### DATA FOR PROCESSING
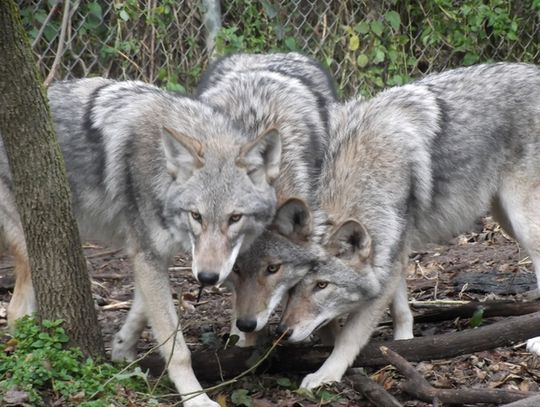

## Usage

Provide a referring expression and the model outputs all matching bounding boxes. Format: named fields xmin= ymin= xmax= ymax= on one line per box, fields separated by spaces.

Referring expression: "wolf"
xmin=0 ymin=78 xmax=286 ymax=407
xmin=196 ymin=53 xmax=337 ymax=337
xmin=192 ymin=53 xmax=336 ymax=283
xmin=274 ymin=63 xmax=540 ymax=389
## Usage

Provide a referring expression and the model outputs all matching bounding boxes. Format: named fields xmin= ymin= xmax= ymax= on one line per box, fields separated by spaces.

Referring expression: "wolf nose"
xmin=236 ymin=319 xmax=257 ymax=332
xmin=276 ymin=324 xmax=292 ymax=339
xmin=197 ymin=271 xmax=219 ymax=285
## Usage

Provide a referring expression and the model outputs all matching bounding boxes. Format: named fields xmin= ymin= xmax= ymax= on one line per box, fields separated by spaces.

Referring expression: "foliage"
xmin=0 ymin=317 xmax=152 ymax=407
xmin=19 ymin=0 xmax=540 ymax=95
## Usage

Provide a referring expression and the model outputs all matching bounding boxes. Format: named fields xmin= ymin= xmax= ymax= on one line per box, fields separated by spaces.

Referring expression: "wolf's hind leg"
xmin=111 ymin=288 xmax=147 ymax=362
xmin=494 ymin=177 xmax=540 ymax=355
xmin=390 ymin=270 xmax=413 ymax=340
xmin=7 ymin=241 xmax=37 ymax=329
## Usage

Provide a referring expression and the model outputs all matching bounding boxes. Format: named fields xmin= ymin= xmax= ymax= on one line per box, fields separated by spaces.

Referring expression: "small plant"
xmin=0 ymin=317 xmax=152 ymax=407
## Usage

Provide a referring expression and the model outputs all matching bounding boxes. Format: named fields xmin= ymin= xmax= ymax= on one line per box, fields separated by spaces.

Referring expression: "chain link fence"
xmin=19 ymin=0 xmax=540 ymax=96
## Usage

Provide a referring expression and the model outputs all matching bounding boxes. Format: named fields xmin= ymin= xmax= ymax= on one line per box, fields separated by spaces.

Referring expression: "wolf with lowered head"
xmin=281 ymin=63 xmax=540 ymax=388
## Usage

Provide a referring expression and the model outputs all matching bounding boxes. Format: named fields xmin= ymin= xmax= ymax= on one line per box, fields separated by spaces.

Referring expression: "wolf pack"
xmin=0 ymin=53 xmax=540 ymax=407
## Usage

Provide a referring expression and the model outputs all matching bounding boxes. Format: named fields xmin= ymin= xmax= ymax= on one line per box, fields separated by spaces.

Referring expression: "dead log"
xmin=413 ymin=301 xmax=540 ymax=323
xmin=141 ymin=312 xmax=540 ymax=382
xmin=347 ymin=373 xmax=402 ymax=407
xmin=500 ymin=395 xmax=540 ymax=407
xmin=381 ymin=346 xmax=537 ymax=405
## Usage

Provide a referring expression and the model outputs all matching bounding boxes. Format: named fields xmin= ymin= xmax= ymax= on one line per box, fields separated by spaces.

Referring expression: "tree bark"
xmin=0 ymin=0 xmax=104 ymax=355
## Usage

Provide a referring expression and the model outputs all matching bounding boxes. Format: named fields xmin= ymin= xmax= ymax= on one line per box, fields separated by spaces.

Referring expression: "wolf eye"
xmin=317 ymin=281 xmax=328 ymax=290
xmin=191 ymin=212 xmax=202 ymax=223
xmin=229 ymin=214 xmax=242 ymax=225
xmin=266 ymin=264 xmax=281 ymax=274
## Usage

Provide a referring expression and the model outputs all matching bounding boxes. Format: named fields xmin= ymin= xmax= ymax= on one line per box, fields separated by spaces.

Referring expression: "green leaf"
xmin=88 ymin=1 xmax=103 ymax=20
xmin=276 ymin=377 xmax=293 ymax=389
xmin=349 ymin=34 xmax=360 ymax=51
xmin=356 ymin=54 xmax=369 ymax=68
xmin=463 ymin=52 xmax=480 ymax=66
xmin=231 ymin=389 xmax=253 ymax=407
xmin=354 ymin=21 xmax=369 ymax=34
xmin=370 ymin=20 xmax=384 ymax=36
xmin=384 ymin=10 xmax=401 ymax=31
xmin=285 ymin=37 xmax=298 ymax=51
xmin=469 ymin=308 xmax=484 ymax=328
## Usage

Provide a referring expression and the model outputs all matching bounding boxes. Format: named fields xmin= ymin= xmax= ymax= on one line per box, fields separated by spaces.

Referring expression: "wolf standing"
xmin=281 ymin=63 xmax=540 ymax=388
xmin=0 ymin=78 xmax=281 ymax=407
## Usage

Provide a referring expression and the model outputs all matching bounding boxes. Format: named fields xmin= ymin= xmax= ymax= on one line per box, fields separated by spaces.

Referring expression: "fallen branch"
xmin=500 ymin=395 xmax=540 ymax=407
xmin=347 ymin=373 xmax=402 ymax=407
xmin=141 ymin=312 xmax=540 ymax=381
xmin=413 ymin=301 xmax=540 ymax=323
xmin=380 ymin=346 xmax=537 ymax=405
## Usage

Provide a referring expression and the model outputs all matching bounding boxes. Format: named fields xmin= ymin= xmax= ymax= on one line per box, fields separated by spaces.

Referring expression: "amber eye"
xmin=317 ymin=281 xmax=328 ymax=290
xmin=229 ymin=214 xmax=242 ymax=225
xmin=266 ymin=264 xmax=281 ymax=274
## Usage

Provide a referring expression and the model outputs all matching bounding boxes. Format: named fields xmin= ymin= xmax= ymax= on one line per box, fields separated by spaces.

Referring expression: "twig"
xmin=43 ymin=0 xmax=71 ymax=88
xmin=347 ymin=373 xmax=402 ymax=407
xmin=380 ymin=346 xmax=538 ymax=404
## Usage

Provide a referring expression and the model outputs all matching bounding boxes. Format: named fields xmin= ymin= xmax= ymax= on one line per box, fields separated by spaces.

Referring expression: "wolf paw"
xmin=527 ymin=336 xmax=540 ymax=355
xmin=183 ymin=394 xmax=221 ymax=407
xmin=300 ymin=372 xmax=341 ymax=390
xmin=111 ymin=334 xmax=137 ymax=362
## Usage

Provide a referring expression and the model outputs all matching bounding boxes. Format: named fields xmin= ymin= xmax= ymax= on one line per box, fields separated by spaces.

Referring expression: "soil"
xmin=0 ymin=218 xmax=540 ymax=407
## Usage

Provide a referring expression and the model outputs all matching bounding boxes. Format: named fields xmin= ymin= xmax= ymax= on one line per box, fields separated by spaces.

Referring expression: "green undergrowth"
xmin=0 ymin=317 xmax=169 ymax=407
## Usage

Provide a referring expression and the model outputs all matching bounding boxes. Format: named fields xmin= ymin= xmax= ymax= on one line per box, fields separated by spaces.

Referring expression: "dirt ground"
xmin=0 ymin=218 xmax=540 ymax=407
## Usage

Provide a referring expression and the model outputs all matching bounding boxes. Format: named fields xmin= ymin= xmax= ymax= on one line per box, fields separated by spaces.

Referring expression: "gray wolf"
xmin=196 ymin=53 xmax=337 ymax=342
xmin=0 ymin=78 xmax=281 ymax=407
xmin=280 ymin=63 xmax=540 ymax=388
xmin=192 ymin=53 xmax=335 ymax=283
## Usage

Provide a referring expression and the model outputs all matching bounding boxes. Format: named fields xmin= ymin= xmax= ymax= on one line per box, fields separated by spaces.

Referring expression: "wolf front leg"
xmin=111 ymin=287 xmax=147 ymax=362
xmin=300 ymin=276 xmax=399 ymax=390
xmin=133 ymin=253 xmax=219 ymax=407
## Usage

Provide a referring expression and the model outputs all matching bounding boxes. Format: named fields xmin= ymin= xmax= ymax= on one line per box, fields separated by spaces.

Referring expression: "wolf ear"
xmin=327 ymin=219 xmax=371 ymax=263
xmin=162 ymin=127 xmax=204 ymax=181
xmin=236 ymin=127 xmax=281 ymax=185
xmin=272 ymin=198 xmax=313 ymax=242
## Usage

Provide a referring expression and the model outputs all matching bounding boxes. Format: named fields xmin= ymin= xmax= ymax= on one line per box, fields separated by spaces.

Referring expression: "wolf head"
xmin=229 ymin=198 xmax=318 ymax=332
xmin=162 ymin=128 xmax=281 ymax=285
xmin=280 ymin=220 xmax=380 ymax=342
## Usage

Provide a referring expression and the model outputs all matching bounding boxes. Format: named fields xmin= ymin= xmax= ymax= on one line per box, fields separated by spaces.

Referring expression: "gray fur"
xmin=0 ymin=78 xmax=286 ymax=407
xmin=270 ymin=63 xmax=540 ymax=388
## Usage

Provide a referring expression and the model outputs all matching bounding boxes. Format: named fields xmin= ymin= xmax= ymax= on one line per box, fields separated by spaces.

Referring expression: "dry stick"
xmin=500 ymin=395 xmax=540 ymax=407
xmin=135 ymin=312 xmax=540 ymax=381
xmin=43 ymin=0 xmax=71 ymax=88
xmin=380 ymin=346 xmax=538 ymax=404
xmin=347 ymin=373 xmax=402 ymax=407
xmin=380 ymin=301 xmax=540 ymax=325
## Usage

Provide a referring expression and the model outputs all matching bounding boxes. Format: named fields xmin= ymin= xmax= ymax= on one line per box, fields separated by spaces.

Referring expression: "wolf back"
xmin=283 ymin=63 xmax=540 ymax=388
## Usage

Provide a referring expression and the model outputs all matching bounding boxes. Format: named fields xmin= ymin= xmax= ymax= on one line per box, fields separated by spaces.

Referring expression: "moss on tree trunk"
xmin=0 ymin=0 xmax=103 ymax=355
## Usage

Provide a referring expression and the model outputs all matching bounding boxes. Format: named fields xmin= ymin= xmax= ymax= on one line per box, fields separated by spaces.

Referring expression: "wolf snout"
xmin=197 ymin=271 xmax=219 ymax=285
xmin=276 ymin=324 xmax=292 ymax=339
xmin=236 ymin=318 xmax=257 ymax=332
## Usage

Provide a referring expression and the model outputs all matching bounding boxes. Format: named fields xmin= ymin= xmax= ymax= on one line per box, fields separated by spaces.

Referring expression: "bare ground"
xmin=0 ymin=218 xmax=540 ymax=407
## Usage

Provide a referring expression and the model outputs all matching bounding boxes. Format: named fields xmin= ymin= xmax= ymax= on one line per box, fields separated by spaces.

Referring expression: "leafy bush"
xmin=0 ymin=317 xmax=152 ymax=407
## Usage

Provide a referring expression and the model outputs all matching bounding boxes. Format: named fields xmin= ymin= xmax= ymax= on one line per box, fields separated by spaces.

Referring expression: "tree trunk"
xmin=0 ymin=0 xmax=104 ymax=355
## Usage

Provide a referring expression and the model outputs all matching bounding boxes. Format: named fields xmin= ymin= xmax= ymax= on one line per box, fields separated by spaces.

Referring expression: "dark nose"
xmin=276 ymin=324 xmax=292 ymax=339
xmin=236 ymin=319 xmax=257 ymax=332
xmin=197 ymin=271 xmax=219 ymax=285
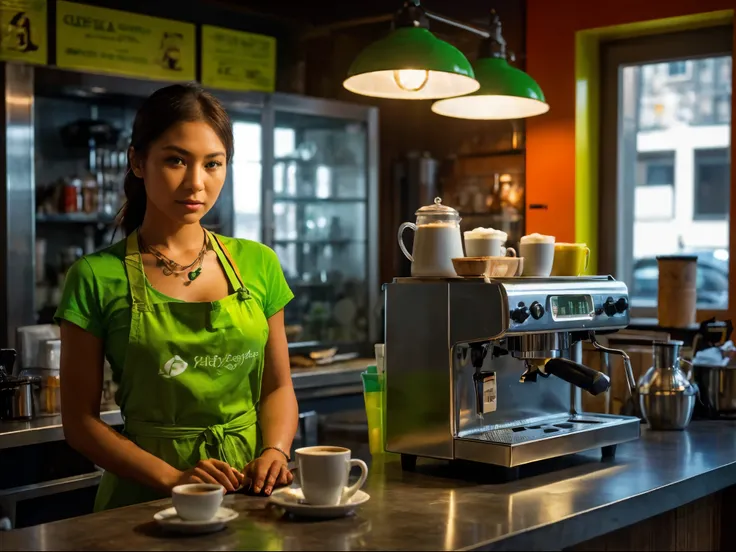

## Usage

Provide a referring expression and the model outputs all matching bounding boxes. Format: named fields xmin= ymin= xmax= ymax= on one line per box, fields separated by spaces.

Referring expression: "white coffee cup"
xmin=519 ymin=234 xmax=555 ymax=278
xmin=292 ymin=446 xmax=368 ymax=506
xmin=171 ymin=483 xmax=225 ymax=521
xmin=464 ymin=227 xmax=516 ymax=257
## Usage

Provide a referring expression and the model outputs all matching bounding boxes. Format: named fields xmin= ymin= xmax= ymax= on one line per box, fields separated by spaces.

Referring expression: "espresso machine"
xmin=385 ymin=276 xmax=640 ymax=469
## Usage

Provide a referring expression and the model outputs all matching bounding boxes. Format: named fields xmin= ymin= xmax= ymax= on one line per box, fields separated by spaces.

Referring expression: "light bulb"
xmin=394 ymin=69 xmax=429 ymax=92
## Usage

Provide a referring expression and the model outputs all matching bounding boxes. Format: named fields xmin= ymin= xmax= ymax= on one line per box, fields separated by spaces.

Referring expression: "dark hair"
xmin=120 ymin=84 xmax=233 ymax=236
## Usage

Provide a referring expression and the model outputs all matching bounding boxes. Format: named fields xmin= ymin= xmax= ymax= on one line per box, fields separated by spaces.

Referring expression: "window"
xmin=599 ymin=26 xmax=733 ymax=310
xmin=667 ymin=59 xmax=693 ymax=81
xmin=693 ymin=148 xmax=731 ymax=221
xmin=636 ymin=151 xmax=675 ymax=186
xmin=667 ymin=61 xmax=687 ymax=77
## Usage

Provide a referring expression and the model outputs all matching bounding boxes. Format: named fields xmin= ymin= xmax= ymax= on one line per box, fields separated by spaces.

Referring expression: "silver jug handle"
xmin=398 ymin=222 xmax=417 ymax=263
xmin=588 ymin=332 xmax=637 ymax=398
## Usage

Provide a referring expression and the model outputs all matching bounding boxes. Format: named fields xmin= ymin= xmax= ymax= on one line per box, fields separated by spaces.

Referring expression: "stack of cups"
xmin=657 ymin=255 xmax=698 ymax=328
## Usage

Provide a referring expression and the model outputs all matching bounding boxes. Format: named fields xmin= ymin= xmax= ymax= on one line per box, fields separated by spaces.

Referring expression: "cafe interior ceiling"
xmin=214 ymin=0 xmax=523 ymax=30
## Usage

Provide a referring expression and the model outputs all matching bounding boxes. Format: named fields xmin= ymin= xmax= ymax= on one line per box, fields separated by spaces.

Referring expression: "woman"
xmin=56 ymin=85 xmax=298 ymax=510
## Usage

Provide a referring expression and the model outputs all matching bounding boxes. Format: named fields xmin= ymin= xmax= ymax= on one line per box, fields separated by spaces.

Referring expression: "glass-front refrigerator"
xmin=232 ymin=95 xmax=381 ymax=352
######
▸ **WHAT NEEDS TO BE DONE**: Copy the data from the very beginning through the line that contains "xmin=7 ymin=241 xmax=37 ymax=329", including that line, and substitute "rectangles" for each "bounding boxes" while keeping everything else the same. Leave the pictures out of your answer.

▸ **WRITTEN RESPONSE**:
## Usage

Provide a referring expression and the model outputs all matching rectangles. Format: named fields xmin= ymin= xmax= ymax= on one line per box, fields separated by spaces.

Referring expression: "wolf"
xmin=0 ymin=78 xmax=286 ymax=407
xmin=196 ymin=53 xmax=337 ymax=337
xmin=192 ymin=53 xmax=336 ymax=283
xmin=274 ymin=63 xmax=540 ymax=389
## Usage

Provide a referring expression and the model outputs all matching rectangles. Format: named fields xmin= ymin= xmax= ymax= on one line per box, fields separated by spaces.

Referring expression: "wolf nose"
xmin=236 ymin=319 xmax=257 ymax=332
xmin=276 ymin=324 xmax=292 ymax=339
xmin=197 ymin=271 xmax=219 ymax=285
## Usage

Provide a referring expression and the model outputs all matching rectangles. Format: named fields xmin= ymin= xmax= ymax= on one line per box, fields separated by spaces.

Referring expression: "foliage"
xmin=0 ymin=317 xmax=152 ymax=407
xmin=19 ymin=0 xmax=540 ymax=95
## Usage

Provide a referring expression and the model outputs all matching rectangles. Format: named fields xmin= ymin= xmax= ymax= on one line per box, fields separated by spaces.

Referring expression: "wolf's hind leg"
xmin=111 ymin=288 xmax=147 ymax=362
xmin=494 ymin=177 xmax=540 ymax=355
xmin=390 ymin=270 xmax=413 ymax=340
xmin=7 ymin=241 xmax=37 ymax=329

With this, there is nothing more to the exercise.